> _WHAT TO WORK ON_: If a line below includes the string "target", copy it.

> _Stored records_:
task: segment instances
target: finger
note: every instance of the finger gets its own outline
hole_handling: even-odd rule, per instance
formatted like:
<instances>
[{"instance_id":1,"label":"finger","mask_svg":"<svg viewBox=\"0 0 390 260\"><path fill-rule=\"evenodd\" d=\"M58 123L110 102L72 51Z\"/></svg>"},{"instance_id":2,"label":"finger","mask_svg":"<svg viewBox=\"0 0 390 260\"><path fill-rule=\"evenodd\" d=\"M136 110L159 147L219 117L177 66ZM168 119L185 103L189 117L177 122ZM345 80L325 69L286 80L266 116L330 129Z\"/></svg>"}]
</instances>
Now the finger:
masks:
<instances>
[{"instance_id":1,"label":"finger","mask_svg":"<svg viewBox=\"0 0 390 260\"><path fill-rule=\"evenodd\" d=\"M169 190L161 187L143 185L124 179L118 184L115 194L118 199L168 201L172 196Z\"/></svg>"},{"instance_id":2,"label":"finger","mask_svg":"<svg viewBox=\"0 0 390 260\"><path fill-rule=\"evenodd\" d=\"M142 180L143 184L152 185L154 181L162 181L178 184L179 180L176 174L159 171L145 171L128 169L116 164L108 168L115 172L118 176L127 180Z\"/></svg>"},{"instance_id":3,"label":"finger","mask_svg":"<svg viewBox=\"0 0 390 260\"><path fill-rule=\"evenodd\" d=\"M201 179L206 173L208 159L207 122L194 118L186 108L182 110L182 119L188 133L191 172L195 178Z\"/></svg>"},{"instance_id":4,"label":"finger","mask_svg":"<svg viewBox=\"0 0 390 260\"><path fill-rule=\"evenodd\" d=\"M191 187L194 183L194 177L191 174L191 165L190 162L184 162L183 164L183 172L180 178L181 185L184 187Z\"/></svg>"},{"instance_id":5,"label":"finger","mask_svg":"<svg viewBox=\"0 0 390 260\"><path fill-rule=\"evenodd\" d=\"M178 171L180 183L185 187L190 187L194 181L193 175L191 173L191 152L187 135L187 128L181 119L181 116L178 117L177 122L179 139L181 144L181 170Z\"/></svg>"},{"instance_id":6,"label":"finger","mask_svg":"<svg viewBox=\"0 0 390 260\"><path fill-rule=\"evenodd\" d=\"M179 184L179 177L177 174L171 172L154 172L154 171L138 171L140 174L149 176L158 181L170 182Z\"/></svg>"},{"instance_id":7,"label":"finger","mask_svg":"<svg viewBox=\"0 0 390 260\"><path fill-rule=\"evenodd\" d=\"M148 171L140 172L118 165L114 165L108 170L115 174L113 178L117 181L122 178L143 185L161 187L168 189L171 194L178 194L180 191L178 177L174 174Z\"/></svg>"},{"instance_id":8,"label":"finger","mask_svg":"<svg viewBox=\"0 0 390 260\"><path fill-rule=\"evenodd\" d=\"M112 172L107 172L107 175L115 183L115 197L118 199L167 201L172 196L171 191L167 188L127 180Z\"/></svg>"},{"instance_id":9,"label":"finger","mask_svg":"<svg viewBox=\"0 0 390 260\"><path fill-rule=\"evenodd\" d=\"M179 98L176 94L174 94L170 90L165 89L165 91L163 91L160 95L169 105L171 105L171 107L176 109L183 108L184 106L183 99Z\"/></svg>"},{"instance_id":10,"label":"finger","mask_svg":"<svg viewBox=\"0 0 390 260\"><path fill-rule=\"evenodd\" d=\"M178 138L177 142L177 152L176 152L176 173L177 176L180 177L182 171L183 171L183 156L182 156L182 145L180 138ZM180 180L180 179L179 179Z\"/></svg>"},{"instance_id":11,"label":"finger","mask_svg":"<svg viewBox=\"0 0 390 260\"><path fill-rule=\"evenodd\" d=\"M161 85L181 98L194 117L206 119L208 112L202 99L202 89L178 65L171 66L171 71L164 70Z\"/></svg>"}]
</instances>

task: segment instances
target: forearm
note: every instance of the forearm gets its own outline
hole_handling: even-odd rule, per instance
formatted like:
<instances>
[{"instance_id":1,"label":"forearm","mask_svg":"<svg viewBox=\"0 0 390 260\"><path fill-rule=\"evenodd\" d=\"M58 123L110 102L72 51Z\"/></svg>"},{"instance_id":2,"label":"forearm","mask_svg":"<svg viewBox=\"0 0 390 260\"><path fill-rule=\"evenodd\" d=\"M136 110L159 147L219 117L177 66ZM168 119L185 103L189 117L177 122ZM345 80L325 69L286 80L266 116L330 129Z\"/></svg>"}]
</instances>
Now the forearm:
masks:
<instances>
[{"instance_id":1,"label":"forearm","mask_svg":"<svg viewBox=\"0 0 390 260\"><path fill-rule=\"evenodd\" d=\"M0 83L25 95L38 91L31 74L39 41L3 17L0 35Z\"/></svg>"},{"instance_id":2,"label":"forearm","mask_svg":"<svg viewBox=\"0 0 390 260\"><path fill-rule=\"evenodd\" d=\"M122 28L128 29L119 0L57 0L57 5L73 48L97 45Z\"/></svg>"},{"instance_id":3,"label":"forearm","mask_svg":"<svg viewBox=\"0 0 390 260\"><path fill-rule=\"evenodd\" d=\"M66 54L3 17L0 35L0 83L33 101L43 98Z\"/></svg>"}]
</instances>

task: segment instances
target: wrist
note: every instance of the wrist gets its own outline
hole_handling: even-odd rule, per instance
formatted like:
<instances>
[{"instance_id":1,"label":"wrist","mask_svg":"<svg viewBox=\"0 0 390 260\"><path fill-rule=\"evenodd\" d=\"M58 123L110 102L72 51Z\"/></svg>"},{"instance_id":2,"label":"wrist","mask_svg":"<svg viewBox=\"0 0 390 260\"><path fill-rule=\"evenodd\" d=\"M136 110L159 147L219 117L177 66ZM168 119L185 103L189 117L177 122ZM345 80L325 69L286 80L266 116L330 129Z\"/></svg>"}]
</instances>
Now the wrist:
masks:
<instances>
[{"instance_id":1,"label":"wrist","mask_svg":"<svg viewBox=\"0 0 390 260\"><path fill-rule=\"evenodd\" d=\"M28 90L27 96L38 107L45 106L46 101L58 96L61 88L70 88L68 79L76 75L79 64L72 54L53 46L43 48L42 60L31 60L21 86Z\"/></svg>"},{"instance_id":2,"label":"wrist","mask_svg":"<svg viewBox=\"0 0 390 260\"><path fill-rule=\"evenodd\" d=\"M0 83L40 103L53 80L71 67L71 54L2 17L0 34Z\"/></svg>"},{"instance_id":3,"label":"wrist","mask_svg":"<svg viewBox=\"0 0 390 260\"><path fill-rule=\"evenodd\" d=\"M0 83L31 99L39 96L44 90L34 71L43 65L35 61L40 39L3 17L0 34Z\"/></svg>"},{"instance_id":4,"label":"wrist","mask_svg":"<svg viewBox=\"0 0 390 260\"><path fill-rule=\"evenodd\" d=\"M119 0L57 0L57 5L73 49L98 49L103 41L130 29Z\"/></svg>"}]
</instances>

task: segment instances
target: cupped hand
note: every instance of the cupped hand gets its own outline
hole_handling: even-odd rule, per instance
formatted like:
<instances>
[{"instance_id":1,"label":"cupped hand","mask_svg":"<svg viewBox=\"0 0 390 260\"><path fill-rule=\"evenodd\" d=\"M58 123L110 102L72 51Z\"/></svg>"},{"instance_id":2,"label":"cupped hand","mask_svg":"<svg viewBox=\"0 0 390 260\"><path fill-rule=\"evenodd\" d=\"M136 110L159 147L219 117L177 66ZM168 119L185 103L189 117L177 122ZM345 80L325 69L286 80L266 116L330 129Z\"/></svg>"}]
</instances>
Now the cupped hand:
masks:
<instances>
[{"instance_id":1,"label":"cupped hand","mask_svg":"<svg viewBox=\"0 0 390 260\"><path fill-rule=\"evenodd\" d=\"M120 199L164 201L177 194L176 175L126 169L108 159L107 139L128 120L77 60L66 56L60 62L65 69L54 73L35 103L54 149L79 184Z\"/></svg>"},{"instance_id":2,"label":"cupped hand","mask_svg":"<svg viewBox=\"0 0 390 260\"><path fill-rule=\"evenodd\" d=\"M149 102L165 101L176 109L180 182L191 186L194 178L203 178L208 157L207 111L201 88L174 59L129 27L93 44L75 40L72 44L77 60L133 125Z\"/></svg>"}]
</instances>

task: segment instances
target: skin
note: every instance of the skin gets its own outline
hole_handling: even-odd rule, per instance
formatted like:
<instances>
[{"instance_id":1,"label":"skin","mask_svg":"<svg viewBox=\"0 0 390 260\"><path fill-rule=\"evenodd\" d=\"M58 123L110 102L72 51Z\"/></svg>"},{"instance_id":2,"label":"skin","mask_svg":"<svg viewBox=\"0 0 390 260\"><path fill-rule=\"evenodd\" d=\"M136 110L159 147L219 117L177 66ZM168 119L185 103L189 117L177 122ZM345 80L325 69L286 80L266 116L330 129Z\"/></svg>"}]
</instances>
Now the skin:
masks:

> _RESULT OF THE EXERCISE_:
target: finger
target: forearm
target: wrist
target: cupped hand
target: skin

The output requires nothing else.